**INFORMATION SUPPLIED**

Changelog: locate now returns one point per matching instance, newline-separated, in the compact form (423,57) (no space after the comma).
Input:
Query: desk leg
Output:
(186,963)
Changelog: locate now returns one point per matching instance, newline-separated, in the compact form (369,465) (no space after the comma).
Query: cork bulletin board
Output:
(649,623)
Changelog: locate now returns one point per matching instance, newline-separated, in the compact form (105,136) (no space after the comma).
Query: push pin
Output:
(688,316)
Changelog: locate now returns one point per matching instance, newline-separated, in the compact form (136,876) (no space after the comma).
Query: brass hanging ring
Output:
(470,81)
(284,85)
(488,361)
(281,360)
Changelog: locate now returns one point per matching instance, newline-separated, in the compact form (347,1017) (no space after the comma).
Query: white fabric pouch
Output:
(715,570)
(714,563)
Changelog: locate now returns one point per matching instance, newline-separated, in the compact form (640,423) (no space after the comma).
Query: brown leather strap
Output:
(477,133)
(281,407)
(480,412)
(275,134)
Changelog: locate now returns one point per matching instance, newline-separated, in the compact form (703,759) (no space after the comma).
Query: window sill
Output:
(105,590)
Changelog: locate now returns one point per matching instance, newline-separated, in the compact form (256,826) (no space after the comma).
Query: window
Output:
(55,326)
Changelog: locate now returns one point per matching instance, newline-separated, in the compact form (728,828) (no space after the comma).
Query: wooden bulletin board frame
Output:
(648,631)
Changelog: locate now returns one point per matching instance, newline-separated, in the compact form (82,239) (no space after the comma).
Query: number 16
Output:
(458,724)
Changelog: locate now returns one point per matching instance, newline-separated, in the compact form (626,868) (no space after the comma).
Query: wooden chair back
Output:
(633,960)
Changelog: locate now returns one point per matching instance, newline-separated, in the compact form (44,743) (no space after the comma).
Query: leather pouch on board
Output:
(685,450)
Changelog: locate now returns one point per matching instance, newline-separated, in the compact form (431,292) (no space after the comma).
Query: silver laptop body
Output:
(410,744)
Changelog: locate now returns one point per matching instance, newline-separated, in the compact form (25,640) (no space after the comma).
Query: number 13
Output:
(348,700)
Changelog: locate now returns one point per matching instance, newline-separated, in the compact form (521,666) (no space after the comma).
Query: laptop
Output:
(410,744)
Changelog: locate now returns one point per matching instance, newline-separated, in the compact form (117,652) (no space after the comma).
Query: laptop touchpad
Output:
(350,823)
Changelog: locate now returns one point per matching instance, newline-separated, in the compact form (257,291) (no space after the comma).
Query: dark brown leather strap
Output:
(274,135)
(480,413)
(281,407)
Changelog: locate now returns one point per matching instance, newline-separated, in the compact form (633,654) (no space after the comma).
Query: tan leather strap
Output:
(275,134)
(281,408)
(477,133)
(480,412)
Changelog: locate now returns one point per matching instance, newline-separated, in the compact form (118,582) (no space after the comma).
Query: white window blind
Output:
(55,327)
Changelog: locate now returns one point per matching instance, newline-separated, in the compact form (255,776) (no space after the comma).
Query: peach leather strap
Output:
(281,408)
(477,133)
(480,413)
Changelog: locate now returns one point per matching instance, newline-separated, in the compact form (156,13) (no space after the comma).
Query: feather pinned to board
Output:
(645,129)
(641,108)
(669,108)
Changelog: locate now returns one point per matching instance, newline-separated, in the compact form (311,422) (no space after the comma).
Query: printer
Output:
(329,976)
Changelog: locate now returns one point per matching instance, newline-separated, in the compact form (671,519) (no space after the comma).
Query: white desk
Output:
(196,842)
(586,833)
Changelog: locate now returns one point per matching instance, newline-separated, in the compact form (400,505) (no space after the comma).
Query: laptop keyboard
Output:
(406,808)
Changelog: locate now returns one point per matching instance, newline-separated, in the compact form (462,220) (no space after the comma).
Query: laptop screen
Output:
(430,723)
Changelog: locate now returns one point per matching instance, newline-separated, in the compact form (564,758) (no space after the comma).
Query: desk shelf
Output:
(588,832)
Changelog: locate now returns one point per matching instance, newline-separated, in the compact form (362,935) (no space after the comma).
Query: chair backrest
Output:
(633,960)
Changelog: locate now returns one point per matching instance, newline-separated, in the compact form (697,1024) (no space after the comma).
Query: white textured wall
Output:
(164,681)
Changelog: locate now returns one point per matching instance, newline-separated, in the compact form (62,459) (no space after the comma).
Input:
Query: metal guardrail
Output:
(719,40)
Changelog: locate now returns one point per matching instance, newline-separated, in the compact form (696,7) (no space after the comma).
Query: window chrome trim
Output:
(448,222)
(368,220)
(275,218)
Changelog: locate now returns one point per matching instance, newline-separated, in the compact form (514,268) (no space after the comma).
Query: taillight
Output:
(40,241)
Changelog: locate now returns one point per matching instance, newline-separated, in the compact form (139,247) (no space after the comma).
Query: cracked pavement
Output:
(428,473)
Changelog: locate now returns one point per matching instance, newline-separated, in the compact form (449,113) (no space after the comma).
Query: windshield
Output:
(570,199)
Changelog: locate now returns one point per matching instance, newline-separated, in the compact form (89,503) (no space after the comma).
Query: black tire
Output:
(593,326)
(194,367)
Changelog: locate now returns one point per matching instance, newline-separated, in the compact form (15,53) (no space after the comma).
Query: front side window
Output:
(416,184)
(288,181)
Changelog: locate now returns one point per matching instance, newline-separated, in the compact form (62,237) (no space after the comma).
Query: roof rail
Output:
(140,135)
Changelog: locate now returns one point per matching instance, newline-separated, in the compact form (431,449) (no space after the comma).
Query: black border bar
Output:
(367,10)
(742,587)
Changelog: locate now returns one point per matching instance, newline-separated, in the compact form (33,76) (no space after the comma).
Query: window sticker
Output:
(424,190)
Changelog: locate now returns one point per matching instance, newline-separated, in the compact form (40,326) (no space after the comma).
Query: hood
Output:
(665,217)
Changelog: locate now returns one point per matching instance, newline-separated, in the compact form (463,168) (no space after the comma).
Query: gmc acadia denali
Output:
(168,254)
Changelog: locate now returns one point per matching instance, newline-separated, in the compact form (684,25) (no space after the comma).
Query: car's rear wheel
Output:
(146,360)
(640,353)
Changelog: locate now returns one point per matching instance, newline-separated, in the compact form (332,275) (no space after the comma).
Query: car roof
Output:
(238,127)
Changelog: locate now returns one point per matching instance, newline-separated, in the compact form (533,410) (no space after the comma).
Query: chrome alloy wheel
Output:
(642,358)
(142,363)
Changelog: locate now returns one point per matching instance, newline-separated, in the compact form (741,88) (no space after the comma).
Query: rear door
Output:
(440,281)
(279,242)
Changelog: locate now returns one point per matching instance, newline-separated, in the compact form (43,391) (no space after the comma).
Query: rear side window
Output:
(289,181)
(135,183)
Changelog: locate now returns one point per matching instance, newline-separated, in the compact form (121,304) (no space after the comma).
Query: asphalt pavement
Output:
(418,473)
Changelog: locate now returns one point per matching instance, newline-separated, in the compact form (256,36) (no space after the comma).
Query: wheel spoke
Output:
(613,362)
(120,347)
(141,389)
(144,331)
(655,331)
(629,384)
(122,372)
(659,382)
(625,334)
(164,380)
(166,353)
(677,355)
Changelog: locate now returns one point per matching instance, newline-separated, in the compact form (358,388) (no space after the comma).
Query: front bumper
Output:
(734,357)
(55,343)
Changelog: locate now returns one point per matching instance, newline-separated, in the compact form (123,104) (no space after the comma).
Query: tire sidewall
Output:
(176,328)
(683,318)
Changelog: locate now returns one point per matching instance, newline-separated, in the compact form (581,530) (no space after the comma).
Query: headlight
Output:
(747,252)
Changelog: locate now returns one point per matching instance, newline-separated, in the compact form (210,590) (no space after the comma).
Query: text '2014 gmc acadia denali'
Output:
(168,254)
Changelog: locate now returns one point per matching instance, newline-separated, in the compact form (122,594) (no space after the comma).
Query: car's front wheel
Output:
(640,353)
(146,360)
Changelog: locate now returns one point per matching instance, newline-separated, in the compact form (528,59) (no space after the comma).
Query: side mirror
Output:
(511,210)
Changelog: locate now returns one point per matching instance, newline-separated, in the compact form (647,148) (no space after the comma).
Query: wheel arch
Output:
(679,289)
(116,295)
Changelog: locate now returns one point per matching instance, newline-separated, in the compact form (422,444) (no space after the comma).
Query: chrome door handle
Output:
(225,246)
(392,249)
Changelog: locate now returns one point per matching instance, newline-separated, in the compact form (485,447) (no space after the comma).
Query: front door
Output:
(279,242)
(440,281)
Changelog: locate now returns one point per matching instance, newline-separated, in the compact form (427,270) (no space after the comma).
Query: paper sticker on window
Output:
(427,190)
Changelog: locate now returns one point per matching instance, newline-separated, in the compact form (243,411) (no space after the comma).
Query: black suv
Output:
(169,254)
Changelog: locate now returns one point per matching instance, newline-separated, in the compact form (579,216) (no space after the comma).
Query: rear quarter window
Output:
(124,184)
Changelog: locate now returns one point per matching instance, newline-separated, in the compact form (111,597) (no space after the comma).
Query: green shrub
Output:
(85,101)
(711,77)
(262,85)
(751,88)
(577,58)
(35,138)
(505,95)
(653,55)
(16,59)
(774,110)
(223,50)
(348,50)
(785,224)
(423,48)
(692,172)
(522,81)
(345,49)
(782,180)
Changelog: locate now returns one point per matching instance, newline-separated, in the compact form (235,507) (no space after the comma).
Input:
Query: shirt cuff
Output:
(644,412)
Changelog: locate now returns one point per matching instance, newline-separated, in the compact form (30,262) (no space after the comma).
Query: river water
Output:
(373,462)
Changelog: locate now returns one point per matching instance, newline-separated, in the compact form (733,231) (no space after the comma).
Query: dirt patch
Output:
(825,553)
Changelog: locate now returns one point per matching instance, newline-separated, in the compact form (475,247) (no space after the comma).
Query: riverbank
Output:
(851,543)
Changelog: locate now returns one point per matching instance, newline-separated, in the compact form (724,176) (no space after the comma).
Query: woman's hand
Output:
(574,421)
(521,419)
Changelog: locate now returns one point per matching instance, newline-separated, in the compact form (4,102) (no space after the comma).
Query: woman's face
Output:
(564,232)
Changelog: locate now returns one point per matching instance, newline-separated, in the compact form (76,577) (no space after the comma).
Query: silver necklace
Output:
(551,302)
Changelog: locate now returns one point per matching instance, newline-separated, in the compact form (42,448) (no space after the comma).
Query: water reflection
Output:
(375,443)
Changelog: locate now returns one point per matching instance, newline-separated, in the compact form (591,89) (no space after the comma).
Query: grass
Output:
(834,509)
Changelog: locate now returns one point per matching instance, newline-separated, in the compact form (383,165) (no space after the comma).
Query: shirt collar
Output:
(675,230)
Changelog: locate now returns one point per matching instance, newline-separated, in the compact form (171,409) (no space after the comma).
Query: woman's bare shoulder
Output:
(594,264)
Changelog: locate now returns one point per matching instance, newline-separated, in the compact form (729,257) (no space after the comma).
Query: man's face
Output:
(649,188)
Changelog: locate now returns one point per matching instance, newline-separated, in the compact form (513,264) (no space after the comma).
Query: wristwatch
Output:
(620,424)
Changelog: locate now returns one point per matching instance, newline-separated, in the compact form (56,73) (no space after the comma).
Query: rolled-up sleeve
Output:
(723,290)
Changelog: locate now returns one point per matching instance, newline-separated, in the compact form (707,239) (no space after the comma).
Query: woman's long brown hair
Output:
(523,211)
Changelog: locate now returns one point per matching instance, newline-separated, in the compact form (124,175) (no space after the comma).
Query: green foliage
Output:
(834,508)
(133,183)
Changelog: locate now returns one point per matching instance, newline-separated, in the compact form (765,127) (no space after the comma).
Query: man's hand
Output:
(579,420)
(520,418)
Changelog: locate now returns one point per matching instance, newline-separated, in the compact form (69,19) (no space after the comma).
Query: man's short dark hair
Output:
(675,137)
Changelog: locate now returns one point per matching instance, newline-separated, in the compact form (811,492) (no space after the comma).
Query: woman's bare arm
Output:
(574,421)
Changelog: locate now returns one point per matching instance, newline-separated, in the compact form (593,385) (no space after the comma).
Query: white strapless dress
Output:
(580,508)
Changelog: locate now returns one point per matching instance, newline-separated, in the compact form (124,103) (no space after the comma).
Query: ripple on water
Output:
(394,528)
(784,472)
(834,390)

**WORK REQUIRED**
Repeat word for word every line from the one containing "(811,492) (no space after the comma)." through the final line, with both of those lines included.

**REPLY TO THE EXERCISE**
Changelog: locate now returns one point per matching instance, newline-separated, in the compact form (811,492) (no space after the comma).
Query: woman's bare arm
Output:
(574,421)
Changelog: locate now returns one point per matching instance, newline-separated, in the compact form (593,385) (no space after the comma).
Query: white strapless dress
Output:
(580,508)
Changelog: locate now returns one point per matching instance, newline-separated, in the compact form (124,103) (no space after the comma).
Query: ripple on water
Output:
(394,528)
(784,472)
(834,390)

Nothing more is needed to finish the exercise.